Direction:
Give these records as a two-column CSV with the headers instruction and points. Make one row per record, put its text and its answer each in one quoted field with line breaks turned into spaces, and leave the pictures out.

╭─ Listed entries

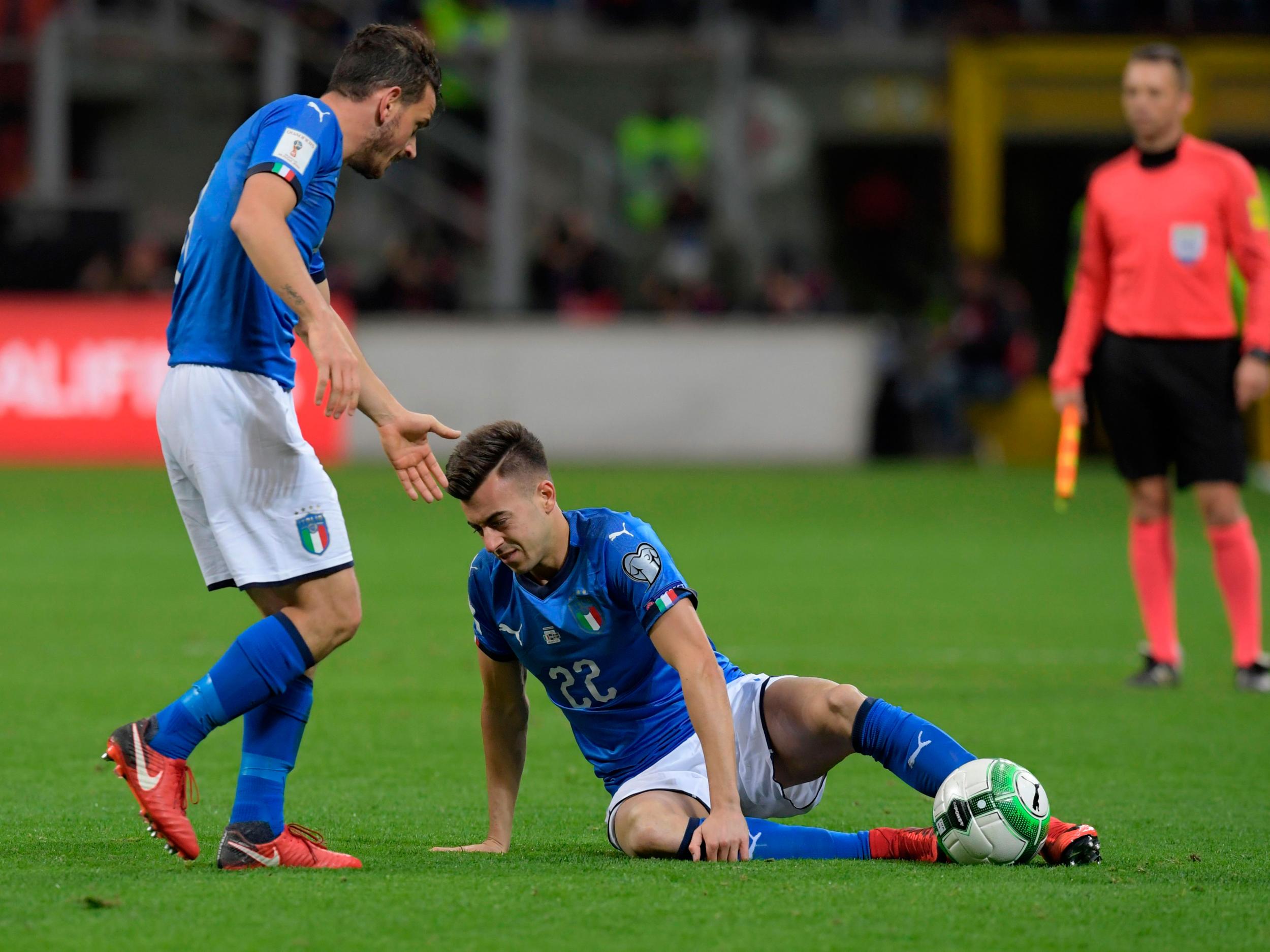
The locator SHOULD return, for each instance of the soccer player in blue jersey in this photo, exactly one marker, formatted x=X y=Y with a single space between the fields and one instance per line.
x=260 y=509
x=699 y=756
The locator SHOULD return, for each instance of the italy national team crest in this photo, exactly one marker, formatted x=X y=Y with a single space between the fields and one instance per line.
x=1188 y=242
x=314 y=535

╰─

Completed task:
instruction,points
"The locator SHOULD return, for each instance of the soccer player in blue jersey in this photo, exactly one marker, formatted x=X y=Y with a single space between the fields and one instance per line.","x=260 y=509 x=699 y=756"
"The locator SHOULD return, for each instance of the italy national team crest in this photo, exactly one marker, formatted x=X y=Y with a single space between the fields and one instance per line.","x=1188 y=242 x=314 y=535"